» **Work required**: No line before the one containing "Query: wispy cloud" should appear; that line and all lines after it, through the end of the data, are to be set down exactly.

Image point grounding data
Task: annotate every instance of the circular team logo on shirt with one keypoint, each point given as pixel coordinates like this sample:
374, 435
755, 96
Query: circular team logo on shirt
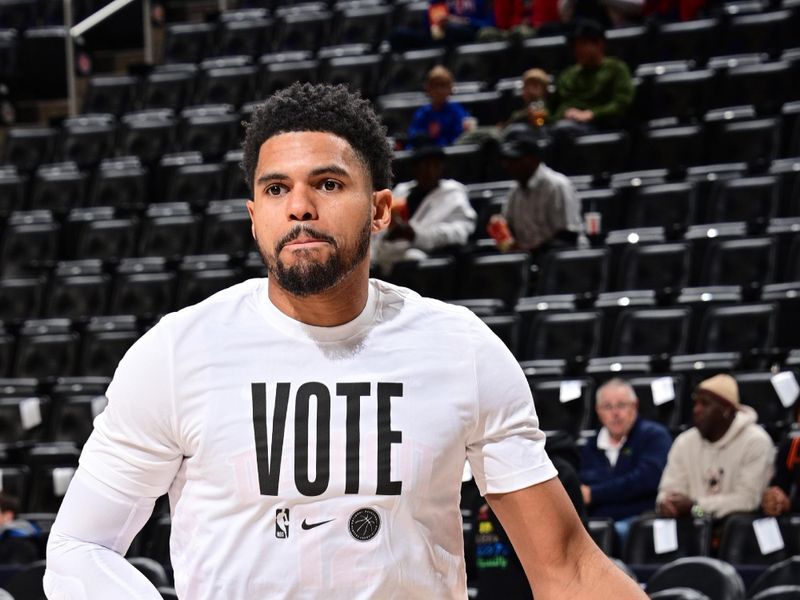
364, 524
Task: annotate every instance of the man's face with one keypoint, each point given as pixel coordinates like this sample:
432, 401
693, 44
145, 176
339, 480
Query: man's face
439, 90
533, 90
708, 414
588, 52
313, 211
521, 169
617, 411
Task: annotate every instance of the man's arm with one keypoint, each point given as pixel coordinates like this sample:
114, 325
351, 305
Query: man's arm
560, 559
130, 459
86, 546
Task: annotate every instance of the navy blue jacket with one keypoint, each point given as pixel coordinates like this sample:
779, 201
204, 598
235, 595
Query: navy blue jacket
630, 487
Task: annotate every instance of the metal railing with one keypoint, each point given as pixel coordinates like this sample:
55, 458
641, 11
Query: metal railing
75, 31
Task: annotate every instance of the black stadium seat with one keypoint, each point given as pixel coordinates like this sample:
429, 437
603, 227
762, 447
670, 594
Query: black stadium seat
715, 578
46, 348
749, 262
147, 134
188, 42
113, 94
170, 230
244, 32
143, 287
20, 298
565, 336
785, 572
501, 276
673, 148
28, 147
744, 328
694, 539
739, 544
169, 88
486, 62
562, 405
574, 272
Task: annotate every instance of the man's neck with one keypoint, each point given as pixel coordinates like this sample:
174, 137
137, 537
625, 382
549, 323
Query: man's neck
336, 306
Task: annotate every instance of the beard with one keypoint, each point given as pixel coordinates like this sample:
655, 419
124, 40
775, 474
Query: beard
310, 275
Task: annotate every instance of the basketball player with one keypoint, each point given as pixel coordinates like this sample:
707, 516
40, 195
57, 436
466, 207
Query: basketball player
311, 429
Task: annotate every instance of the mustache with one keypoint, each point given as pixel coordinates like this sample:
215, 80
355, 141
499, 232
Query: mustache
304, 230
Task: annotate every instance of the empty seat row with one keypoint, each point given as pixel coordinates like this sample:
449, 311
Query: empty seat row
33, 241
144, 287
566, 403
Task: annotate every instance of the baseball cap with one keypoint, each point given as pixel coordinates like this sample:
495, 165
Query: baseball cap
536, 75
519, 142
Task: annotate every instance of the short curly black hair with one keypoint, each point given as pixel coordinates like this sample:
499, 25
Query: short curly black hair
320, 107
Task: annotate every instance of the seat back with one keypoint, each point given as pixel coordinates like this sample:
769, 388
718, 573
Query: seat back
558, 413
716, 579
694, 539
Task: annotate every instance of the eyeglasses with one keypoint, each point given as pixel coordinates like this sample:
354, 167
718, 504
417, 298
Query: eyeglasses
617, 406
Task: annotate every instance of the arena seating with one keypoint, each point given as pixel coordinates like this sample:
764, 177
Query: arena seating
135, 207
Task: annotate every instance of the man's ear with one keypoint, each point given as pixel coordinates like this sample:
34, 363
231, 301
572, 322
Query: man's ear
251, 206
381, 210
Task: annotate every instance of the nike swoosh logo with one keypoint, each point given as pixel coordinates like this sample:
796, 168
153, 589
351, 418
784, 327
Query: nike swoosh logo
306, 525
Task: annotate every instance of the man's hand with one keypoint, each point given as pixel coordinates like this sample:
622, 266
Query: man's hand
775, 502
676, 505
560, 559
586, 492
576, 114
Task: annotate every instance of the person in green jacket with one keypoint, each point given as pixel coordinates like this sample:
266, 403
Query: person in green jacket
596, 92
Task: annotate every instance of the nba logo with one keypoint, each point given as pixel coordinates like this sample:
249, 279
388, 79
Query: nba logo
282, 523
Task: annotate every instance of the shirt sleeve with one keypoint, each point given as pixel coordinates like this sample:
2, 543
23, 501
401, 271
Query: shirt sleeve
754, 472
621, 94
453, 229
94, 528
675, 477
134, 447
506, 448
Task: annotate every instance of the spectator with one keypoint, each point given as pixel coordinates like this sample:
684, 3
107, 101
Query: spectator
622, 465
596, 92
723, 463
441, 121
783, 494
429, 213
449, 22
534, 97
542, 210
17, 536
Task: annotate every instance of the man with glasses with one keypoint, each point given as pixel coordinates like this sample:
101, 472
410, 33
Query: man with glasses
622, 465
723, 463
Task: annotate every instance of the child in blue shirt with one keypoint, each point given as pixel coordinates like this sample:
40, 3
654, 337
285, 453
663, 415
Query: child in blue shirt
441, 121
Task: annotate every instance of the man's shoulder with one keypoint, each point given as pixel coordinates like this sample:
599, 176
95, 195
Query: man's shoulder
552, 178
226, 301
612, 63
451, 185
418, 307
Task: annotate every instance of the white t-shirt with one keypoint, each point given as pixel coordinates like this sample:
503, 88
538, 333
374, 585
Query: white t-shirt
309, 462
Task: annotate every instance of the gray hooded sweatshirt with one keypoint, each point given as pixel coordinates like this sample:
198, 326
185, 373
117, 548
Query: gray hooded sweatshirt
725, 476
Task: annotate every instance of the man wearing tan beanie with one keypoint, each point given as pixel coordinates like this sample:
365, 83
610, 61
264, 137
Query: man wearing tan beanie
723, 463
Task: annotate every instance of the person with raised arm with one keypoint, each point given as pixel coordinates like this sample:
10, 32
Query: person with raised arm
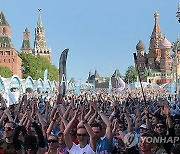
103, 143
84, 132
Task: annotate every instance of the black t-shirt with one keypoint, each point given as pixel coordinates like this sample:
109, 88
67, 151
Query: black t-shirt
7, 148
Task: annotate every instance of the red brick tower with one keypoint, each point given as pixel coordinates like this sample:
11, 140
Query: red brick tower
9, 56
26, 45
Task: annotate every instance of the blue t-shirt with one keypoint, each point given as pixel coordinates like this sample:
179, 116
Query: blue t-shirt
103, 146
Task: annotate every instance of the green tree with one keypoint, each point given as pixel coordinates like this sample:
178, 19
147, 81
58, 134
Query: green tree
5, 72
131, 75
35, 66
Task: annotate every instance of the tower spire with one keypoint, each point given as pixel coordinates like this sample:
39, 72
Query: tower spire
156, 30
39, 23
3, 20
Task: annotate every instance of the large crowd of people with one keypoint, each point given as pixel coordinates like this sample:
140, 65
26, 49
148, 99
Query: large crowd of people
92, 123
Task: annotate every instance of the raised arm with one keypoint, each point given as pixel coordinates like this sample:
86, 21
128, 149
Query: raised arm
106, 121
67, 135
90, 132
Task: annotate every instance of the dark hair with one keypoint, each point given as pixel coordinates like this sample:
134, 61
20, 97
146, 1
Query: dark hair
97, 125
30, 142
151, 133
81, 127
11, 122
175, 149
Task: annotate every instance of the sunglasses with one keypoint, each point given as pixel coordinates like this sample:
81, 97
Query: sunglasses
82, 135
160, 126
52, 141
8, 128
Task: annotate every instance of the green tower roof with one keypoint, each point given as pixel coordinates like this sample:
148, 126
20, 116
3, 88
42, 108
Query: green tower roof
3, 20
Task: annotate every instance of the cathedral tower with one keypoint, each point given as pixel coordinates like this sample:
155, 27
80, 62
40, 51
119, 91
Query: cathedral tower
9, 56
40, 46
26, 45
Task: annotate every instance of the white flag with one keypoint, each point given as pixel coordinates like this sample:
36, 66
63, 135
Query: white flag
120, 84
10, 98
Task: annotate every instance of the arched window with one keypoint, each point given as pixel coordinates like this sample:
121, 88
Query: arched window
4, 31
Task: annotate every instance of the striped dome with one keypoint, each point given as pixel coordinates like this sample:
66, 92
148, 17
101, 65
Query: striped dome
165, 44
140, 46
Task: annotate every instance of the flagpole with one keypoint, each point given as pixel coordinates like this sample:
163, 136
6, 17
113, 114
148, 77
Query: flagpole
135, 58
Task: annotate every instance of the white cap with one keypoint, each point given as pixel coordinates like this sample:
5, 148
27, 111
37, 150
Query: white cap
143, 126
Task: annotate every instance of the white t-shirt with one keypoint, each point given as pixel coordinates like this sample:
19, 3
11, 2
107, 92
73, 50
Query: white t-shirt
75, 149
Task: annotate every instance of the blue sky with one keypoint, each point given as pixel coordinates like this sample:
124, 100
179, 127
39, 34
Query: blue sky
100, 34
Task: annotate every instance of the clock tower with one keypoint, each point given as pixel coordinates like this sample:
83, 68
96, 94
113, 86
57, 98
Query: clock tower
40, 46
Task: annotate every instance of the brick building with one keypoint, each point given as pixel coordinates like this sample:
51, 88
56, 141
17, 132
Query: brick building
157, 63
8, 54
40, 45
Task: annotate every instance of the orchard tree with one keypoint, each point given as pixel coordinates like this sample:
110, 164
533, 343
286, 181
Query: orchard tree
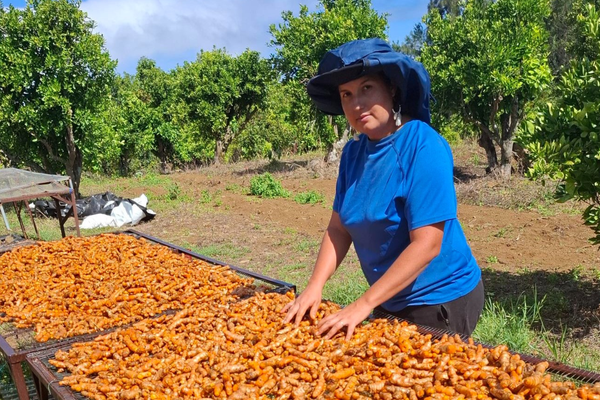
301, 41
565, 143
154, 88
490, 65
219, 94
414, 41
55, 77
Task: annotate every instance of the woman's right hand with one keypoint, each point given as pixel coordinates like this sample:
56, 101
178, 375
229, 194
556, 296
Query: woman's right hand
310, 298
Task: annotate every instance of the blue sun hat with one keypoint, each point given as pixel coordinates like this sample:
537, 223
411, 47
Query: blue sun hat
367, 56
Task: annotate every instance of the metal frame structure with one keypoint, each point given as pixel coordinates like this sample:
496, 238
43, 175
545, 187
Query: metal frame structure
553, 367
51, 189
14, 357
46, 380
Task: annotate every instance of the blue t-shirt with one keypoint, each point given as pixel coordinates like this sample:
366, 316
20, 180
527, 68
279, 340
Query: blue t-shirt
389, 187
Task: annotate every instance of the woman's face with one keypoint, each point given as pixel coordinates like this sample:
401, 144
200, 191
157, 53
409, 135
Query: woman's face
367, 103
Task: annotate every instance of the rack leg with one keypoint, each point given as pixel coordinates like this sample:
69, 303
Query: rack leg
32, 220
18, 210
41, 390
16, 371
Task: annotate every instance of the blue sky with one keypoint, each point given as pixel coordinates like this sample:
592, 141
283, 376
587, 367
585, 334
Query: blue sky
174, 31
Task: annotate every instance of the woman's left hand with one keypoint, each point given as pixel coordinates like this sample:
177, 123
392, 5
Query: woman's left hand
349, 317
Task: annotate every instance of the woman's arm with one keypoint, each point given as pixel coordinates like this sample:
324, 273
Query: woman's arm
334, 246
425, 245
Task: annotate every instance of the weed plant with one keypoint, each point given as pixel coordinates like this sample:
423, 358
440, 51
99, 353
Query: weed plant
310, 197
265, 185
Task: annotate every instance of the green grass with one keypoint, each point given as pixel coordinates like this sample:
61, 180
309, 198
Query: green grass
346, 286
510, 323
307, 245
225, 252
518, 324
309, 197
265, 185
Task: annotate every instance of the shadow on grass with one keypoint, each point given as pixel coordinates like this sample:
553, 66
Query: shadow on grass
274, 166
567, 299
465, 175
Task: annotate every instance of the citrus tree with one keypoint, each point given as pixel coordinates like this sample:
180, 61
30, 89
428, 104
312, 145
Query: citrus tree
565, 142
301, 41
489, 64
55, 78
218, 95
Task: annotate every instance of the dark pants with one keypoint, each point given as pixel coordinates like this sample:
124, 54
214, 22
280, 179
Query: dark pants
459, 316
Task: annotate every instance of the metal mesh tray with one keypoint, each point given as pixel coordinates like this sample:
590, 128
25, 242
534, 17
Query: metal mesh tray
17, 343
556, 368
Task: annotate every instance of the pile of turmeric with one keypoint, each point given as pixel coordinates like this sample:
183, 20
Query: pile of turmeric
81, 285
243, 350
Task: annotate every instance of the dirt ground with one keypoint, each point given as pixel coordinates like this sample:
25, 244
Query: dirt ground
525, 247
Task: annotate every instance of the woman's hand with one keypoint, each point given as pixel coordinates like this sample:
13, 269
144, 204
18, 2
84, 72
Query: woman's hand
310, 298
348, 317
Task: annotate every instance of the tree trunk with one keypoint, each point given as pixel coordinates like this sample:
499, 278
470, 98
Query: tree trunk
486, 142
335, 153
218, 152
74, 171
506, 156
74, 162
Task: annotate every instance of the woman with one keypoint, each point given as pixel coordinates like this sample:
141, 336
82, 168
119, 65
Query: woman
395, 198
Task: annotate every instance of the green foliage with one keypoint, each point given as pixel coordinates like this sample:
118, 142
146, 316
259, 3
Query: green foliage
301, 41
55, 77
414, 41
271, 132
511, 323
489, 65
265, 185
564, 142
218, 95
309, 197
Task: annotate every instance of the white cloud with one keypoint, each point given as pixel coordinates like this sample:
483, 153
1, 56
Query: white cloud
168, 29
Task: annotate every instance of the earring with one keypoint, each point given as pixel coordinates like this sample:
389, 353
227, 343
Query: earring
398, 115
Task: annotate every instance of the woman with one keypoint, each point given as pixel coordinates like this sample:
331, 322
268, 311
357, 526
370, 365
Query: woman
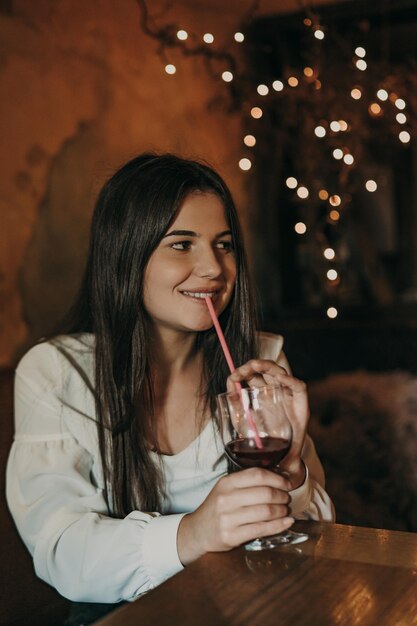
117, 477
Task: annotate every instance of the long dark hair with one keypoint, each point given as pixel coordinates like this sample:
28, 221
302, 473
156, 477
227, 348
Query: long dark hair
133, 211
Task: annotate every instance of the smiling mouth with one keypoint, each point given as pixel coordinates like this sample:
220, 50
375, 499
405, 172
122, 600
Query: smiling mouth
199, 295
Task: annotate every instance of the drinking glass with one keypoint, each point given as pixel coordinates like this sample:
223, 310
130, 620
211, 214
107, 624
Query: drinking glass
257, 433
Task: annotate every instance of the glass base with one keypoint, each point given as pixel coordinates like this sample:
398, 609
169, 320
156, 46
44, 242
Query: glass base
268, 543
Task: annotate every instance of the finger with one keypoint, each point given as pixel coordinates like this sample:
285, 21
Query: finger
254, 477
247, 532
252, 496
255, 514
256, 366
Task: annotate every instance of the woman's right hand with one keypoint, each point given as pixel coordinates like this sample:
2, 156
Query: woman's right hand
242, 506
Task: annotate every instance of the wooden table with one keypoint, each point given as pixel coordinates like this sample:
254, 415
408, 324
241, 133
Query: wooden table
344, 575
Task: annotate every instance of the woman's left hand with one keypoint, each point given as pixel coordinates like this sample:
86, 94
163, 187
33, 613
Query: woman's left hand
261, 372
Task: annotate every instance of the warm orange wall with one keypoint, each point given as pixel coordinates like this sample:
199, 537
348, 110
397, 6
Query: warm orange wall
82, 91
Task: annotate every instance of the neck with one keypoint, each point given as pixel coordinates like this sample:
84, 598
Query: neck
173, 352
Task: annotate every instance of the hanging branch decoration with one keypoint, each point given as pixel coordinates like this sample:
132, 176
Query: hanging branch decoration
336, 116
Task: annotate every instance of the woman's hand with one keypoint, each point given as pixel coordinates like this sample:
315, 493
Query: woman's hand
242, 506
260, 372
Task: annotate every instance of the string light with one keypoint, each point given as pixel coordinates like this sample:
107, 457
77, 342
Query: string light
325, 127
361, 65
320, 131
404, 136
371, 185
303, 193
245, 164
375, 109
300, 228
208, 38
170, 69
382, 94
227, 76
332, 274
291, 182
278, 85
256, 112
249, 140
263, 90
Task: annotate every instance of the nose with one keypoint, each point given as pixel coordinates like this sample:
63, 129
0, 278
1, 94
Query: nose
207, 264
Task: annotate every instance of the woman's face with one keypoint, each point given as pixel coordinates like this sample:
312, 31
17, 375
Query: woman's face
194, 259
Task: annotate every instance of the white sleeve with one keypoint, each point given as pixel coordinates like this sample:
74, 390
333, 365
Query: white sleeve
61, 514
310, 500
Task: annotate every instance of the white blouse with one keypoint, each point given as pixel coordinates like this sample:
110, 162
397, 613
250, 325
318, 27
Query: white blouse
55, 482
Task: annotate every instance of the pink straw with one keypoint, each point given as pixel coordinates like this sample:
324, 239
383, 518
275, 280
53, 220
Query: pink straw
231, 365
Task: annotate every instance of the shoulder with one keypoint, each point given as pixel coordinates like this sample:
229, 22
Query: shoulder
270, 345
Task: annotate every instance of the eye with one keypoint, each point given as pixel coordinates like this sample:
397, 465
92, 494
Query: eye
181, 245
225, 245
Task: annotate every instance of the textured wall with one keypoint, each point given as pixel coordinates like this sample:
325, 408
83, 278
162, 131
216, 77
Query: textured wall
83, 89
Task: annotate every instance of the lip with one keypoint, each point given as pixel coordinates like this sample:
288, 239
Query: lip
188, 293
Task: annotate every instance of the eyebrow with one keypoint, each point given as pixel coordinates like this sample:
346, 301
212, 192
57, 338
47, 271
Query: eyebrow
191, 233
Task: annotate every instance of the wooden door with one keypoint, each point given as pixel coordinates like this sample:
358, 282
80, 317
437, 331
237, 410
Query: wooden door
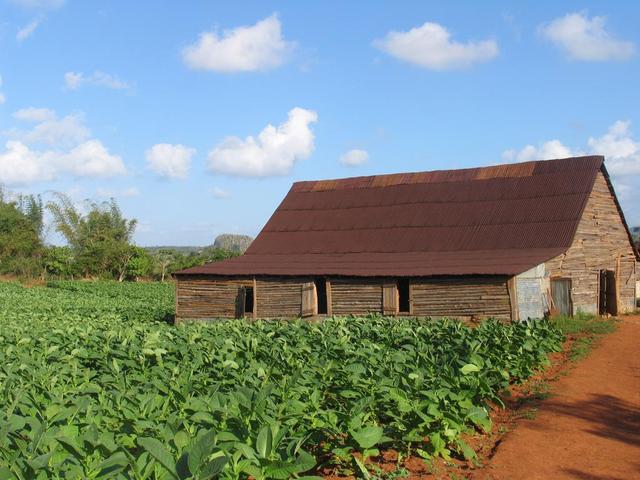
241, 301
602, 293
561, 293
309, 300
390, 299
611, 293
607, 294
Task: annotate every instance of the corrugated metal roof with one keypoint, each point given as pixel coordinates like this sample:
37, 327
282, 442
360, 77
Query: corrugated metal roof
495, 220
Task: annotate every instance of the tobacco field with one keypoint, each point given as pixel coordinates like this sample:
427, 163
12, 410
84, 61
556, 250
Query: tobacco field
95, 382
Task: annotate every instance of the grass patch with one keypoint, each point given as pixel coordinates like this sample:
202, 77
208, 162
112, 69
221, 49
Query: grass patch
584, 329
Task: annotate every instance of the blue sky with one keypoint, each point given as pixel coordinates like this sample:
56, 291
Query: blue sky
153, 103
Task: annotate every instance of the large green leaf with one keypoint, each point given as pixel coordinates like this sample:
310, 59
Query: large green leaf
157, 450
368, 437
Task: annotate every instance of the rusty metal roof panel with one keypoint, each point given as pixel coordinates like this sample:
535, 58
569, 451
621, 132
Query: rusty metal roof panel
498, 220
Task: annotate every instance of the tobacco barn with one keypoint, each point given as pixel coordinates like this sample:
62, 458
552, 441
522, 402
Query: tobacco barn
510, 241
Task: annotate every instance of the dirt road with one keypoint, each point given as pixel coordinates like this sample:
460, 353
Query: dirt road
590, 427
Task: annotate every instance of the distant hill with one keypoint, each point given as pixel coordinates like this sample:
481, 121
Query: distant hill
234, 243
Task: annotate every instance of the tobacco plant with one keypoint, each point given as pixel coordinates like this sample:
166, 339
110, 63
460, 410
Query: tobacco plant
94, 383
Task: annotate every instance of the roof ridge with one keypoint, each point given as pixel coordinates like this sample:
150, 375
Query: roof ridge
521, 169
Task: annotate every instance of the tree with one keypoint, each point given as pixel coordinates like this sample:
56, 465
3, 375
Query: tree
20, 235
139, 265
59, 261
99, 239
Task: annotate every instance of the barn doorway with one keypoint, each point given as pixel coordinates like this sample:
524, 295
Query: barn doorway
608, 297
561, 294
244, 302
404, 300
321, 292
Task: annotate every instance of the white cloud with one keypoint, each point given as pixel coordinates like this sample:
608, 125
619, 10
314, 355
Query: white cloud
75, 80
39, 4
125, 193
170, 161
242, 49
430, 46
92, 159
19, 164
621, 151
618, 146
273, 152
547, 151
50, 130
61, 147
28, 30
220, 193
33, 114
584, 38
354, 157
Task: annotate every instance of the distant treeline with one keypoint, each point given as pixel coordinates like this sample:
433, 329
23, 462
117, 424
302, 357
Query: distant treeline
98, 242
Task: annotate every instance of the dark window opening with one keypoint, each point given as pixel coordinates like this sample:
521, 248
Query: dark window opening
248, 301
321, 291
403, 296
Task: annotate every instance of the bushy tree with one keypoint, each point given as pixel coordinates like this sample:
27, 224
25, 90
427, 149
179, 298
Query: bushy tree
20, 235
100, 239
140, 265
59, 261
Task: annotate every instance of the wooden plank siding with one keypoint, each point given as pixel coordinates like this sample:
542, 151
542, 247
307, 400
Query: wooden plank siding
600, 243
203, 297
466, 297
357, 296
279, 297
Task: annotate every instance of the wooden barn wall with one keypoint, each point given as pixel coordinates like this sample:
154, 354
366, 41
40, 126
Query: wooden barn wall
600, 243
279, 297
480, 297
202, 297
357, 296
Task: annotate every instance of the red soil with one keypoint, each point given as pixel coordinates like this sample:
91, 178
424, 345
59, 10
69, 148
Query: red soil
590, 427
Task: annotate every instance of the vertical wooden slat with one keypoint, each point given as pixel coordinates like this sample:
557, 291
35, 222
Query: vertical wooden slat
176, 318
255, 298
390, 299
241, 302
513, 299
411, 297
309, 299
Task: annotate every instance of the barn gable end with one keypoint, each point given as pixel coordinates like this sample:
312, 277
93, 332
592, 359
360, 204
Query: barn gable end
601, 242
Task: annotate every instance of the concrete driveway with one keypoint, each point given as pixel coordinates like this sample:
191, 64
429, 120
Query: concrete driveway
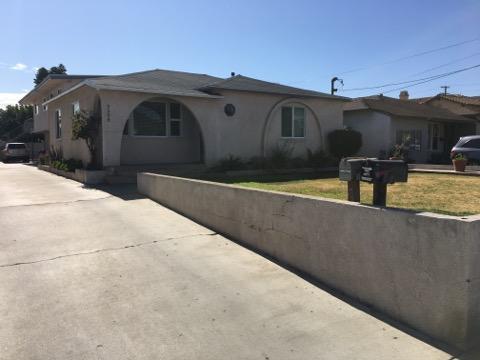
90, 274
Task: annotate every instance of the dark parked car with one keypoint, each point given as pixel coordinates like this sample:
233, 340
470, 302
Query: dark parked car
468, 146
14, 151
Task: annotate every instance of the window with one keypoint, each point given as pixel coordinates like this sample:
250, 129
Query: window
58, 123
410, 138
293, 121
175, 119
156, 119
149, 119
474, 143
75, 107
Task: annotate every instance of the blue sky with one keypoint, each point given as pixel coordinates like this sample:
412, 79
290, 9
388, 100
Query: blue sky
300, 43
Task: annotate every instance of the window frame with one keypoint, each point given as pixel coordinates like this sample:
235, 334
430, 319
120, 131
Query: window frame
416, 145
431, 136
58, 124
172, 120
292, 120
168, 121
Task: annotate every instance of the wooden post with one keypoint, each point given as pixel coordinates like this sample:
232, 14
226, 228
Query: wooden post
354, 190
379, 194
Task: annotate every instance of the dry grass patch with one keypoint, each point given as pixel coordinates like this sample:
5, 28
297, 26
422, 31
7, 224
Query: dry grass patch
446, 194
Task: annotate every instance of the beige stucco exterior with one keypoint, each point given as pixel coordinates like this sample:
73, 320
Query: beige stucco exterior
379, 133
208, 134
252, 131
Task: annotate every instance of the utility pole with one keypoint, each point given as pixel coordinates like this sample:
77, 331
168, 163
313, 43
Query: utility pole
333, 90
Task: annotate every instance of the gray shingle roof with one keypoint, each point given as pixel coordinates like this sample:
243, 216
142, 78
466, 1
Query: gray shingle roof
166, 82
403, 108
461, 99
157, 81
244, 83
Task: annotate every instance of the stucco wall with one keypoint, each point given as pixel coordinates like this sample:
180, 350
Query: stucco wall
375, 130
186, 148
76, 149
40, 120
418, 268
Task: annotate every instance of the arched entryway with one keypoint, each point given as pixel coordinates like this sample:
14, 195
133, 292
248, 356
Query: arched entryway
161, 131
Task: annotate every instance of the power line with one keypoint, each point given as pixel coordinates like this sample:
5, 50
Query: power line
411, 56
438, 77
426, 79
446, 64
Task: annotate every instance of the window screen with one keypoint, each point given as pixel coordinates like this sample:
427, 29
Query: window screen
149, 119
474, 143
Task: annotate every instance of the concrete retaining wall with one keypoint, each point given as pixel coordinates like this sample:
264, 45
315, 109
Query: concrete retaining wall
421, 269
89, 177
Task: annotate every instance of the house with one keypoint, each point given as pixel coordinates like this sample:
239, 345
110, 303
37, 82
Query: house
468, 106
428, 131
172, 117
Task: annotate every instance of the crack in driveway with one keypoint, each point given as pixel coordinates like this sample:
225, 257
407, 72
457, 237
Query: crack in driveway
107, 249
55, 202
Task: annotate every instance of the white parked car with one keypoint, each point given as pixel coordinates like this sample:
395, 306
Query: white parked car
15, 152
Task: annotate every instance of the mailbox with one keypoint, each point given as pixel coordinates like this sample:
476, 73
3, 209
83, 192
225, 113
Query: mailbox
380, 173
350, 169
384, 171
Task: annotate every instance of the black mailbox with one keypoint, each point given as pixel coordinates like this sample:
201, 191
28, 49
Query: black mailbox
350, 169
384, 171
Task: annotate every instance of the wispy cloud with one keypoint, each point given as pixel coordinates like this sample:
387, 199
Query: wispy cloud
19, 66
10, 98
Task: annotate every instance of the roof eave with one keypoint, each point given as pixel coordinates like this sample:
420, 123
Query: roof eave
314, 96
159, 92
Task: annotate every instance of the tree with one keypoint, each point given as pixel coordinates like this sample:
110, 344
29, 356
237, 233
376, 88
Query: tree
12, 119
86, 126
344, 142
43, 72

» **Solved exercise**:
Query: wispy cloud
19, 66
10, 98
Task: annotate every instance of the roof eave with one keypoint, each point given as pixel coordinates like this sample:
420, 123
Query: roof eave
314, 96
159, 92
Task: annotate every instance of the tree with one keypoint, each point given as pixel coordinates like this sample:
110, 344
29, 356
237, 233
376, 88
Query: tree
12, 119
86, 126
344, 142
43, 72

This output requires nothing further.